[TASK TO CARRY OUT]: Look below for the line that contains "Need: a point for each instance of the house window", then copy it and each following line exactly, through and including the line that contains "Need: a point for each instance of the power".

[Stored dataset items]:
+ + +

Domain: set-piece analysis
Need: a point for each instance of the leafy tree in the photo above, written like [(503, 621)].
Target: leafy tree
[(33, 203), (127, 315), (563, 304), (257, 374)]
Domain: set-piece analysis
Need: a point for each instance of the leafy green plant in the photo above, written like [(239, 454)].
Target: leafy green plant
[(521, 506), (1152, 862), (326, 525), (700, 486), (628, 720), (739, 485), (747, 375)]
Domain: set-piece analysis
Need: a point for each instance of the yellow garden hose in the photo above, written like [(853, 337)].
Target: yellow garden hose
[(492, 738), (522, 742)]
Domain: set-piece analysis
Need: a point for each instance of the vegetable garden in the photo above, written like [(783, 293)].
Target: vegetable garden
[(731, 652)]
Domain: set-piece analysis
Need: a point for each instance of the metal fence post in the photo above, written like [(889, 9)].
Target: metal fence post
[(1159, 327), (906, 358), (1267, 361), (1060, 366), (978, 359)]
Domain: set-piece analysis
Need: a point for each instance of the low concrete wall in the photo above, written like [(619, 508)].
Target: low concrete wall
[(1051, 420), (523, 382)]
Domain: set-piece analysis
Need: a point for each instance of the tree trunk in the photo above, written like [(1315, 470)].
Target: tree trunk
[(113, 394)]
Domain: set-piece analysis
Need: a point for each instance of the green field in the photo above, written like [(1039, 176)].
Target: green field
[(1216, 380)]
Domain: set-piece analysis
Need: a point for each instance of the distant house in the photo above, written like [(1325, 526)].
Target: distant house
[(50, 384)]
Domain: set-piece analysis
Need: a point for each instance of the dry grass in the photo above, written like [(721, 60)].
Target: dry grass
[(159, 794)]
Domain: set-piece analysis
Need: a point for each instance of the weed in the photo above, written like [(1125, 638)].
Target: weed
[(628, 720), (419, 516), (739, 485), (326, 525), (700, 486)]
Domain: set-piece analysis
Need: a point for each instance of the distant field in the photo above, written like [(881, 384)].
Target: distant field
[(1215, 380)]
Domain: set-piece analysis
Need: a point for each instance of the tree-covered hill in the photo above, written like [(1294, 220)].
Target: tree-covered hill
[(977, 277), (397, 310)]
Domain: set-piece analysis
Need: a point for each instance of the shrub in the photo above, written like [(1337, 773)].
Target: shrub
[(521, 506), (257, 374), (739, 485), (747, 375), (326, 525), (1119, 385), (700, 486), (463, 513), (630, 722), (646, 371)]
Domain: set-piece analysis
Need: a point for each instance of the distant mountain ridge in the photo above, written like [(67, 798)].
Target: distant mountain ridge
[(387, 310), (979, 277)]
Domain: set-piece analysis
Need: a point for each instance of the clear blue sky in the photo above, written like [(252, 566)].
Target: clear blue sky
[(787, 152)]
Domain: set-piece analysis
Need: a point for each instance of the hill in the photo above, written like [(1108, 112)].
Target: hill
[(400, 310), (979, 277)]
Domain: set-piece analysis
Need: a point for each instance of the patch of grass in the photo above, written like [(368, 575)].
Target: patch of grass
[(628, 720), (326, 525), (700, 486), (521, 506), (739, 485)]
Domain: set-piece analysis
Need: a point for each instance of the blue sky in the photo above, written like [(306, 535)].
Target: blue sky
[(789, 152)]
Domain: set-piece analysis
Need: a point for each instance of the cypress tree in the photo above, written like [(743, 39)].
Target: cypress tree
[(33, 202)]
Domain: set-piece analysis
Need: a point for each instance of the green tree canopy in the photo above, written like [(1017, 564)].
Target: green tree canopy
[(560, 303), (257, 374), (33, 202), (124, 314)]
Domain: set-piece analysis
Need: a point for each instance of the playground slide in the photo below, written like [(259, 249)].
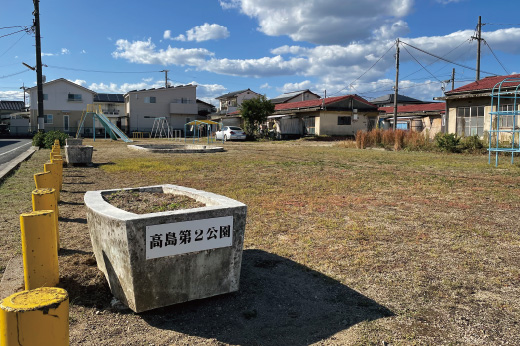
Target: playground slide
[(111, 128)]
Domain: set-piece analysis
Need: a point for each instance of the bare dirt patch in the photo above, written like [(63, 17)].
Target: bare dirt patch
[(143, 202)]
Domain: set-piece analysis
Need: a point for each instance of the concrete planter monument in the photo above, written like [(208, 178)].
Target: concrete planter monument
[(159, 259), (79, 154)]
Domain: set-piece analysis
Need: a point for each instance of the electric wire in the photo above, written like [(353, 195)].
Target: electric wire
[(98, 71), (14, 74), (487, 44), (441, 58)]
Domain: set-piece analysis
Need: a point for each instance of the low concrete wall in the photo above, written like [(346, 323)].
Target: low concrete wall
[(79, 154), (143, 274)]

+ + +

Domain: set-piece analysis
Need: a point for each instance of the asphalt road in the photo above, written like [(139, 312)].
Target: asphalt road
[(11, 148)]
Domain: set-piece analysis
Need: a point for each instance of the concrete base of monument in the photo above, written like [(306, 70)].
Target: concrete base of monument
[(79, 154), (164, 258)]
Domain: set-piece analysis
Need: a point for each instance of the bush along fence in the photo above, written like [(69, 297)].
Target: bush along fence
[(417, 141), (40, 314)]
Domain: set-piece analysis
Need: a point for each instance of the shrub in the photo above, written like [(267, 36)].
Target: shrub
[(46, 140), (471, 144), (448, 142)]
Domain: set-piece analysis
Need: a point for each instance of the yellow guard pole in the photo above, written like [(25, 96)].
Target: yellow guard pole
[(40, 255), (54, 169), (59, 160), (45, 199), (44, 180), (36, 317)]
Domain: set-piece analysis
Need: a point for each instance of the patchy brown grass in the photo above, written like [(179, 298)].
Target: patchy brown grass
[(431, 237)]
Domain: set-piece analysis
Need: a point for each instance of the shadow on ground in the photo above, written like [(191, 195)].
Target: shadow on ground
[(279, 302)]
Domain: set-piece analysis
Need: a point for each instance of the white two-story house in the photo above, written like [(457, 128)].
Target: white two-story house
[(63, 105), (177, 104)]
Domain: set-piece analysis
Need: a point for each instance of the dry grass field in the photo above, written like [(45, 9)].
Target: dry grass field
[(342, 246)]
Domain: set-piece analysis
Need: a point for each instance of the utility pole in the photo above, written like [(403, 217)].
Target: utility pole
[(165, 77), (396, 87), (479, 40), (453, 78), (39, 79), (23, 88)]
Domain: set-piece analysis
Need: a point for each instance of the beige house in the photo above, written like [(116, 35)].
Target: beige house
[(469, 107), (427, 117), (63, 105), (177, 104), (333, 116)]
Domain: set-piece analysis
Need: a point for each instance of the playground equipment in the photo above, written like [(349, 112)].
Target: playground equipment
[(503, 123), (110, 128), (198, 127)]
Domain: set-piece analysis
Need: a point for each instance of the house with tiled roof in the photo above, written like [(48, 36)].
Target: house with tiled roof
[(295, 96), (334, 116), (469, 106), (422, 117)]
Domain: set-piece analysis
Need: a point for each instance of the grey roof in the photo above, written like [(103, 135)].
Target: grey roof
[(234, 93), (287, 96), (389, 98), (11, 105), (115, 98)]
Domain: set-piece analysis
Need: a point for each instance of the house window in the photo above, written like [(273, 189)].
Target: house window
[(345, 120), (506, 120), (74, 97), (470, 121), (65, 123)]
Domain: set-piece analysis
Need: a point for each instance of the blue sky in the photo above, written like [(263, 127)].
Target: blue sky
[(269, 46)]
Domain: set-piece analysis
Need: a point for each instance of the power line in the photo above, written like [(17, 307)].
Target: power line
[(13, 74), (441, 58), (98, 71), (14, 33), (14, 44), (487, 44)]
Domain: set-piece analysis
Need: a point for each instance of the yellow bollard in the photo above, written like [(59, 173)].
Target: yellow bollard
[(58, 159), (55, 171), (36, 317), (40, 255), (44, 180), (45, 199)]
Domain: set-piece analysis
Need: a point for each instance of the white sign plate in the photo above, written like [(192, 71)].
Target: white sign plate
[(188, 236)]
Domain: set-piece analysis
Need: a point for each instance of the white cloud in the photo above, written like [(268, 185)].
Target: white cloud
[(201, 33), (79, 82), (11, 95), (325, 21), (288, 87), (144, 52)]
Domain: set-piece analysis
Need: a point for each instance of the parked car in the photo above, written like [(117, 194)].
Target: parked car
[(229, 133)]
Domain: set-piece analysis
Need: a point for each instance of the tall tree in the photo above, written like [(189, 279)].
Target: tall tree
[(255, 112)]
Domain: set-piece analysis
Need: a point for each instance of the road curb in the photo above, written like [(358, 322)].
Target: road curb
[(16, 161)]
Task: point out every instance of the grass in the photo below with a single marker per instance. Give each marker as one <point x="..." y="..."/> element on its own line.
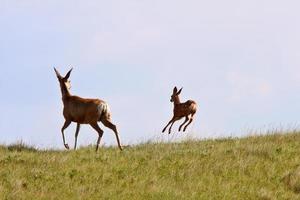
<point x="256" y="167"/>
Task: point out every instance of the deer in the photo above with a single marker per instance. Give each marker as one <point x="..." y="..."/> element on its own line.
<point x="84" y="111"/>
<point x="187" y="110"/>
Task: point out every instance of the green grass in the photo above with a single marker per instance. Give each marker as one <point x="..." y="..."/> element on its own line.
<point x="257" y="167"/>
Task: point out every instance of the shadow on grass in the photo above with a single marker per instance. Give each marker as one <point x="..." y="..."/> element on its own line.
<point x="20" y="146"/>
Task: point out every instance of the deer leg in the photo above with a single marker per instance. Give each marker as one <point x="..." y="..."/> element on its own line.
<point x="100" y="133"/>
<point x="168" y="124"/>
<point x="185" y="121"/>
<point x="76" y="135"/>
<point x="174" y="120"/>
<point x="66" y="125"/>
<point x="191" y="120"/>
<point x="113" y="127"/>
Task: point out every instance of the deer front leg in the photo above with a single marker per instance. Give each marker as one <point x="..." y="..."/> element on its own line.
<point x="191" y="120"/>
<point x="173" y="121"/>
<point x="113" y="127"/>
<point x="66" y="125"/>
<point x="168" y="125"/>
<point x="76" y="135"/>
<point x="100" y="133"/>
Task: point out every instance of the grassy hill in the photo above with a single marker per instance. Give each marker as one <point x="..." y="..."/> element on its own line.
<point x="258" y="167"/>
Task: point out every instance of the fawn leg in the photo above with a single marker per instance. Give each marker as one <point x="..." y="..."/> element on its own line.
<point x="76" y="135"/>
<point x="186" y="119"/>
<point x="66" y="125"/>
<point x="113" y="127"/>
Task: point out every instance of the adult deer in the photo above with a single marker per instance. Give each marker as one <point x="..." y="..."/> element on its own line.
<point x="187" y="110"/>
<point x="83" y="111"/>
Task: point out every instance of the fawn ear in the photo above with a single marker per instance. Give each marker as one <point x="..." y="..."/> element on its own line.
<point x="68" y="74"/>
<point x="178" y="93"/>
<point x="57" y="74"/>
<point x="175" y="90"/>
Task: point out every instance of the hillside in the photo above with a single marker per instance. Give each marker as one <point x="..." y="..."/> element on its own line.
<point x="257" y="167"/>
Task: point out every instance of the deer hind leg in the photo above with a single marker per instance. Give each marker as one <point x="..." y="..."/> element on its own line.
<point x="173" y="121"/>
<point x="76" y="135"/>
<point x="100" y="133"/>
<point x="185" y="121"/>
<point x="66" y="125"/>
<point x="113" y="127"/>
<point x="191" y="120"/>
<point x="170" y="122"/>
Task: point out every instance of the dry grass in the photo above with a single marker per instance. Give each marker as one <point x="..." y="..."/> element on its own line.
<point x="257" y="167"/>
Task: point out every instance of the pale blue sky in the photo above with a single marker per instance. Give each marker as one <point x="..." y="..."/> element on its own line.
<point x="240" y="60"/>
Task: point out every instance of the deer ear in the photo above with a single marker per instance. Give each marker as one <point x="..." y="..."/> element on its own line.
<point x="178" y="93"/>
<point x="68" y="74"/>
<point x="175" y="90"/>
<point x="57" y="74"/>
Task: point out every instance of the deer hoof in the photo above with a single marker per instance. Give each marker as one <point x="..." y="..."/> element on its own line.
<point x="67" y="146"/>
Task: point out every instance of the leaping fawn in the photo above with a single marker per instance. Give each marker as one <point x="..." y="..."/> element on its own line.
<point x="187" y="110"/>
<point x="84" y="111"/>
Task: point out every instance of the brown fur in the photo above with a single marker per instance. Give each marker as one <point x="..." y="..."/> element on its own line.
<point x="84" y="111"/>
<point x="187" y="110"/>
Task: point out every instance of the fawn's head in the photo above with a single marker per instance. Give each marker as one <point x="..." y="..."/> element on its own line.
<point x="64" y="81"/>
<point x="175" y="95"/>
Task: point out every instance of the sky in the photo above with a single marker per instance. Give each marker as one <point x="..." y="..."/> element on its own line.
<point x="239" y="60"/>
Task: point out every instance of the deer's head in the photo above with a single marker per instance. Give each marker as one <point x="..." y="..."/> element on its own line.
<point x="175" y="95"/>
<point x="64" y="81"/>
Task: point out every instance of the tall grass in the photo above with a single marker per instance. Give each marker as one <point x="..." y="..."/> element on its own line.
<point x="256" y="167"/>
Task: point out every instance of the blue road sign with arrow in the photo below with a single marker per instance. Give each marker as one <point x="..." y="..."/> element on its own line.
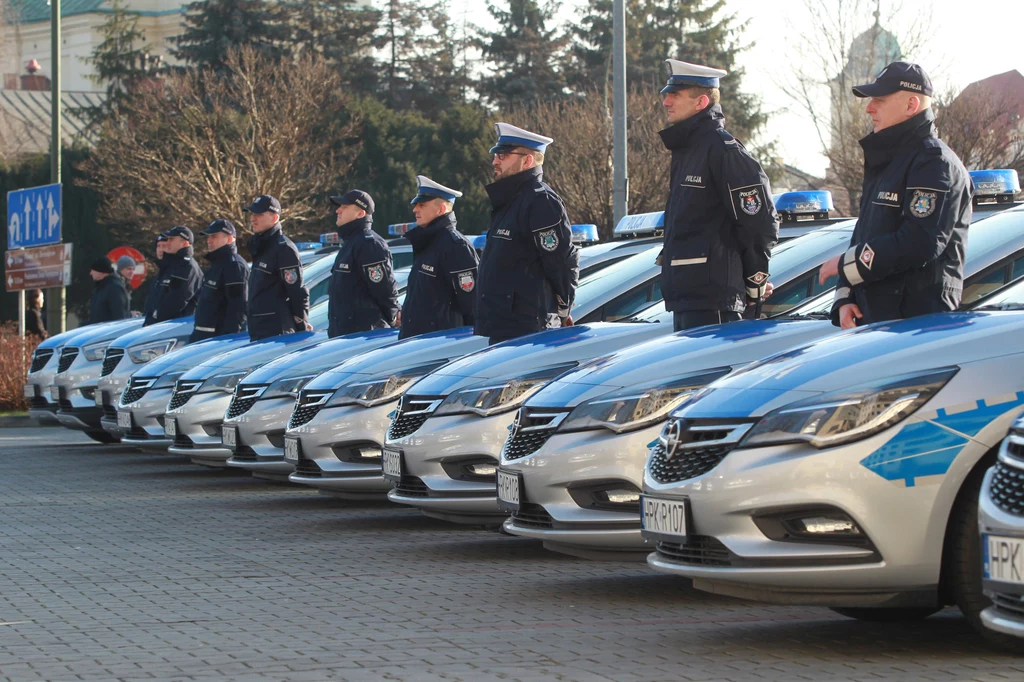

+ + +

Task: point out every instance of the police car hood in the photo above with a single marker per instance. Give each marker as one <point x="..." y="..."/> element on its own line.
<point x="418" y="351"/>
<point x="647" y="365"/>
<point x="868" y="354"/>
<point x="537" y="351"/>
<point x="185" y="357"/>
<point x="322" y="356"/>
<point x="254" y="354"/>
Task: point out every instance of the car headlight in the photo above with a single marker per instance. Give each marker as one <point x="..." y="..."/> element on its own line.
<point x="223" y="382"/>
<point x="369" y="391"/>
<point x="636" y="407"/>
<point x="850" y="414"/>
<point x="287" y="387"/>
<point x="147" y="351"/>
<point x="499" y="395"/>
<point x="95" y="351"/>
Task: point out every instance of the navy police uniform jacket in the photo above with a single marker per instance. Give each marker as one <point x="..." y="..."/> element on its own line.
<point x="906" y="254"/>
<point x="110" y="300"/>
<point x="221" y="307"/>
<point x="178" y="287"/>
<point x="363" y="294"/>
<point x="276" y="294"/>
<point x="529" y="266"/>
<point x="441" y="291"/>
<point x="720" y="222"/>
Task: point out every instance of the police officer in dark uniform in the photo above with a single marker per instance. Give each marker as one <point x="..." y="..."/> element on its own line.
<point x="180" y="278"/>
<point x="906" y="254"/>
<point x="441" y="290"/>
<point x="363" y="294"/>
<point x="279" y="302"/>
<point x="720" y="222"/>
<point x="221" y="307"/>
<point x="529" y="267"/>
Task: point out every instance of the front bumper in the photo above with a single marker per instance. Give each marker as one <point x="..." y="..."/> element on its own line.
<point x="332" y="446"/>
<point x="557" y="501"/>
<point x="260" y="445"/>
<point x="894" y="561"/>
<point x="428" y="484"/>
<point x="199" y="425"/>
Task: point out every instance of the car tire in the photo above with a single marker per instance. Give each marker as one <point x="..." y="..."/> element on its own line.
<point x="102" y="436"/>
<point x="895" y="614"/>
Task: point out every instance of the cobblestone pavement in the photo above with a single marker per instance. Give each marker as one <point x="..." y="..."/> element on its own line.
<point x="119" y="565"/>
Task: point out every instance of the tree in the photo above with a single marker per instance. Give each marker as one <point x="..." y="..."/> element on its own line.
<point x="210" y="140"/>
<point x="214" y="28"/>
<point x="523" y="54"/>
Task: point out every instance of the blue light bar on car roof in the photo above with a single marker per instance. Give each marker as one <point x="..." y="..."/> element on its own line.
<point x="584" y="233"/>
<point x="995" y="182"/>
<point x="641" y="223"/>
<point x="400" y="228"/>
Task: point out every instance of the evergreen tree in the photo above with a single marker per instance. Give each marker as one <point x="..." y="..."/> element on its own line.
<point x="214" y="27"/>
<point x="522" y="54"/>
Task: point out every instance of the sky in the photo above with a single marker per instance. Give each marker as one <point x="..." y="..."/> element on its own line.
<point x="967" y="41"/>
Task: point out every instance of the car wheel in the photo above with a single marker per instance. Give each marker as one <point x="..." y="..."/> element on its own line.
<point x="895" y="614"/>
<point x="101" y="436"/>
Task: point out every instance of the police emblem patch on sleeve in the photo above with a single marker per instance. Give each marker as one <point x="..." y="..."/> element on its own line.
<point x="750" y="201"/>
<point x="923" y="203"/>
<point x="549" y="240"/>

+ + +

[EXERCISE OUTPUT]:
Need: a point for each instance of the house window in the photo above, written like [(273, 189)].
Target: house window
[(345, 120), (506, 120), (74, 97), (470, 121), (65, 123)]
Domain: set-piece analysis
Need: a point for each instance of the blue sky in the photo above, written like [(263, 127)].
Target: blue sky
[(269, 46)]
Domain: set-piece analysis
Need: a point for each instance of the power line in the photo above, written like [(17, 307)].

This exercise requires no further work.